## [Problem set]
[1] In the article about Nehemiah, shorten the paragraph that begins "Having people understand me as a person" while keeping its main facts.
[2] Transcribe everything in the article about Nehemiah from "Nehemiah said it" down to "nine years old.".

(Reading passage)

With graduation approaching in a few weeks, Nehemiah shares with how he has overcome more obstacles than just being the youngest in the classroom. He’s navigated college while having autism.

“The day someone had diagnosed me with autism really tried to explain back to me, the very first thing I said back was ‘finally someone gets me,’” said Juniel.

His dad Raphael Juniel said it was their family therapist that said they should look into autism for Nehemiah.

“That was the best thing that could have happened for us as parents and for Nehemiah,” said parents Raphael and Corie Juniel.

Nehemiah said it was the best feeling, for people to understand him for him.

“Having people understand me as a person, it was the most important thing ever because people would get frustrated with me,” said Juniel. “They wouldn’t understand why I had to be so specific about things, why I had anxiety about a lot of things and when I was diagnosed with autism, it clicked for everyone else.”

His mom, Corie Juniel said he would show signs of autism around nine years old.

“You’d go in his room and cars would be lined up by color, so like dark to light, or the crayon box,” said Juniel. “He would dump all the crayons out and then reorganize them in the way he felt they should be in the box and those were repetitive behaviors.”

Nehemiah describes his autism as being curious and finding ways to make sense of it, even if others didn’t.

“But curiosity would lead to me deconstructing things, trying to figure out how it functions, how things work, and I didn’t have the knowledge to put everything back together,” said Juniel. “I wasn’t necessarily being deconstructive; it was just having misplaced curiosity.”

His parents said he is still a kid that enjoys playing the piano, riding his bike but also reading the encyclopedia for fun.

“He’s a great kid who happens to have autism, who happens to be 15 [and] graduating,” said Juniel.

The local NAACP chapter in Huntsville saw the story from KRHD and decided to help make Nehemiah’s dreams come true.

“When I saw your KRHD news post, the local NAACP and Walker County Democratic Party, we were so excited and so we decided to take action to assist Nehemiah in getting to Route 66,” said Servanie Sessions, Walker County Democratic Chair.

Sessions with the Walker County Democratic Party came together with the local NAACP to give Nehemiah a donation.

“And I thought, well he’s going to graduate so we got that part taken care of, so let’s see if we can get him to Route 66,” said Sessions. “That’s one of his dreams, so let’s help him get there.”

Nehemiah was overwhelmed with joy when he realized the Huntsville NAACP chapter wanted to meet him.

“It was an incredible feeling to be recognized on that kind of level,” said Juniel. “The NAACP has been around for a long time spreading good news about black achievement and things like that and so ... for them to notice me was a shock. I was never expecting to get recognized on this kind of level. I was very happy.”

(End Reading passage)
(Records supplied)

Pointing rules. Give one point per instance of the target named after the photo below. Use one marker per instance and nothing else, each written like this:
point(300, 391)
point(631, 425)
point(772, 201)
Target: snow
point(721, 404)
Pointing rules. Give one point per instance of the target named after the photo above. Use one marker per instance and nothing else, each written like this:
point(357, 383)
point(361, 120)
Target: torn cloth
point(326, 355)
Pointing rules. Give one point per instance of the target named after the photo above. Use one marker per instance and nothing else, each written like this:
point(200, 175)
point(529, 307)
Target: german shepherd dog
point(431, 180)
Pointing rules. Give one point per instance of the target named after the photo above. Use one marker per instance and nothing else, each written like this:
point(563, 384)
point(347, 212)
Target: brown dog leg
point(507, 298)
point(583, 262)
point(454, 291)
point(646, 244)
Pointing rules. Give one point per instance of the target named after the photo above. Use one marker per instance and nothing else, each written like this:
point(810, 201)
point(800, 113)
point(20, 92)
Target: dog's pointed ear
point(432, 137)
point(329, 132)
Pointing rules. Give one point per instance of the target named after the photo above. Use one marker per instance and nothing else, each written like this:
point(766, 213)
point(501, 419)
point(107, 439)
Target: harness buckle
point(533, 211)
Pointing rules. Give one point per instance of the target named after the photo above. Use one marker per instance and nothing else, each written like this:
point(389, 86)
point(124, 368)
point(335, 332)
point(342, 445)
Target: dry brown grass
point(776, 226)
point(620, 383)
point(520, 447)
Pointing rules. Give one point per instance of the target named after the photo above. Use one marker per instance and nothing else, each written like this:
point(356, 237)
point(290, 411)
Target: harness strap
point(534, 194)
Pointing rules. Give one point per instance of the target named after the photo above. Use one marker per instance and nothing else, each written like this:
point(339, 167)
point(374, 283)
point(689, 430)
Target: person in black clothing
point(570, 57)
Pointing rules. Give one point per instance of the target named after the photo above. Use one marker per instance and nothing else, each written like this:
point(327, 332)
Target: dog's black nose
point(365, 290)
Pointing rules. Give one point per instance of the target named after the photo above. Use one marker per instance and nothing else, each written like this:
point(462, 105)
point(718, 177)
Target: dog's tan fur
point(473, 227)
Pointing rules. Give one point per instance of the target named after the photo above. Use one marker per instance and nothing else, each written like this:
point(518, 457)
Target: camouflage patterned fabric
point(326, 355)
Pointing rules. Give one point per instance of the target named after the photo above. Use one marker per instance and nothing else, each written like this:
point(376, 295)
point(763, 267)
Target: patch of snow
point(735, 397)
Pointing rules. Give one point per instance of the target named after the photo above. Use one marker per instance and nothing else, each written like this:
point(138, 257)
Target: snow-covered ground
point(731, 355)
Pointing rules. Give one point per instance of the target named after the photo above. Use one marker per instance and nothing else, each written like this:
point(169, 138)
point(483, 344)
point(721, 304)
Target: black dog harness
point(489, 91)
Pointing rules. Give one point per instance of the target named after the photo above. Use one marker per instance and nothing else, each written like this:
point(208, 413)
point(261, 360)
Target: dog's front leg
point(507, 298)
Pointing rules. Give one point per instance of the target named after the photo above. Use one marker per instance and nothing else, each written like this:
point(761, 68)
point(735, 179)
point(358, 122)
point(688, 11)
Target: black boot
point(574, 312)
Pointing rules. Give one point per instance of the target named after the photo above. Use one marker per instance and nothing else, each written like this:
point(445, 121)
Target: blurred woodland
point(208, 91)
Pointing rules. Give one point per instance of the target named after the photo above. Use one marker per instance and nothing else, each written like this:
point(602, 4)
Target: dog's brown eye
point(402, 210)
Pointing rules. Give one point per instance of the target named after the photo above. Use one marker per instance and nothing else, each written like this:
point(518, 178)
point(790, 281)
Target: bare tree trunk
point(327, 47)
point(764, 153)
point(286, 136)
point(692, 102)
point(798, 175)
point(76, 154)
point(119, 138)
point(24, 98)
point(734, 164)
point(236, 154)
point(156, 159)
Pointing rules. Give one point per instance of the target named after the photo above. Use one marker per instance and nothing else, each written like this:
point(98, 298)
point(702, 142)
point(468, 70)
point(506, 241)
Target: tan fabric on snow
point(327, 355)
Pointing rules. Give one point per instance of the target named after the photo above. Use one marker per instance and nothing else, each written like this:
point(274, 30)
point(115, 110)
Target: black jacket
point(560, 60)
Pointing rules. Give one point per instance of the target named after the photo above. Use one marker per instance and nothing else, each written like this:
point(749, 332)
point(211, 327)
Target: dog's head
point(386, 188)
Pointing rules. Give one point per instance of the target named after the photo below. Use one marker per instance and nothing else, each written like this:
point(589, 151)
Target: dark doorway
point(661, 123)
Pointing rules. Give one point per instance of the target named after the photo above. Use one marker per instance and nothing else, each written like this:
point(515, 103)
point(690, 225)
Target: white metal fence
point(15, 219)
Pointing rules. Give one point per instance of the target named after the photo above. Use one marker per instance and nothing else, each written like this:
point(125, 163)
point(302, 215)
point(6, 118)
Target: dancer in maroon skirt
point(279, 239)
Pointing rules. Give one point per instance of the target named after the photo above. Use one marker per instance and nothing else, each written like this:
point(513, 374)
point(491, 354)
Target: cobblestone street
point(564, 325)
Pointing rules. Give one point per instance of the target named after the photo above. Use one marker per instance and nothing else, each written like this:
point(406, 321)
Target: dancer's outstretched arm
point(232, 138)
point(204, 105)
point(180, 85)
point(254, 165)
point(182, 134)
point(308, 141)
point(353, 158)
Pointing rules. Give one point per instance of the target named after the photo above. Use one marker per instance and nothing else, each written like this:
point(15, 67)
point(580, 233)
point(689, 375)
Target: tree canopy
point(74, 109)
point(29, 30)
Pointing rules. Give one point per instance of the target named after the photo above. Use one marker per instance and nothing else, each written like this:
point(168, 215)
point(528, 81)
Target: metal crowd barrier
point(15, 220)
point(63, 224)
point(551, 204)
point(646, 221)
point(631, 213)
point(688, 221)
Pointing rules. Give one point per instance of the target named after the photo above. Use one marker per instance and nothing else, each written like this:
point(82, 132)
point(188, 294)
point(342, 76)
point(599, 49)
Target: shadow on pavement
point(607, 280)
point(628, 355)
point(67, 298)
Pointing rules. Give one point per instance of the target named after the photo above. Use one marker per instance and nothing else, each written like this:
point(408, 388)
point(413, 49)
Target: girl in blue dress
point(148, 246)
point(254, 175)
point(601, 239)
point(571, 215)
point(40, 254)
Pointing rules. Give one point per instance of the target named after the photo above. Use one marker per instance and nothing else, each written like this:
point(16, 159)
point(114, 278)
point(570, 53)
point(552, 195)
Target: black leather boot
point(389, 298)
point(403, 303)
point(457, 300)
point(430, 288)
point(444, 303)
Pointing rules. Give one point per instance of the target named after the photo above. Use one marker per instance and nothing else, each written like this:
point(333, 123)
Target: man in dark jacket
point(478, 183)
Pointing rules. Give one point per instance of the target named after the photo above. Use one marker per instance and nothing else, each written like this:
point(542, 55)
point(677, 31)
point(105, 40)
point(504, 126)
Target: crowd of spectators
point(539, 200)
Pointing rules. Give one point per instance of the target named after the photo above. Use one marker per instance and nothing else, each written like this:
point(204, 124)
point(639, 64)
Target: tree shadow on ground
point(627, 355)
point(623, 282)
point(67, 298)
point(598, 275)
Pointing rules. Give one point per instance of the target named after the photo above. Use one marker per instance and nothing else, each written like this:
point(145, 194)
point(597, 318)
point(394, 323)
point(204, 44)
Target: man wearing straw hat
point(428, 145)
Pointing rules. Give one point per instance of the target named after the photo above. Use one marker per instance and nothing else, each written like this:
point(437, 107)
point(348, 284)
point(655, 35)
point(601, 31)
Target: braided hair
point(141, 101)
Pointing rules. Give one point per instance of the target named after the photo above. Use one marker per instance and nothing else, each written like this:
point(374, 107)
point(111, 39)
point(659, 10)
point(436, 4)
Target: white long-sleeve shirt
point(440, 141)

(End Records supplied)

## [Written responses]
[1] Being understood as a person mattered most to Nehemiah, because people used to get frustrated with him. They didn't understand why he had to be so specific or why he had anxiety about many things. His autism diagnosis made it click for everyone else.

[2]
Nehemiah said it was the best feeling, for people to understand him for him.

“Having people understand me as a person, it was the most important thing ever because people would get frustrated with me,” said Juniel. “They wouldn’t understand why I had to be so specific about things, why I had anxiety about a lot of things and when I was diagnosed with autism, it clicked for everyone else.”

His mom, Corie Juniel said he would show signs of autism around nine years old.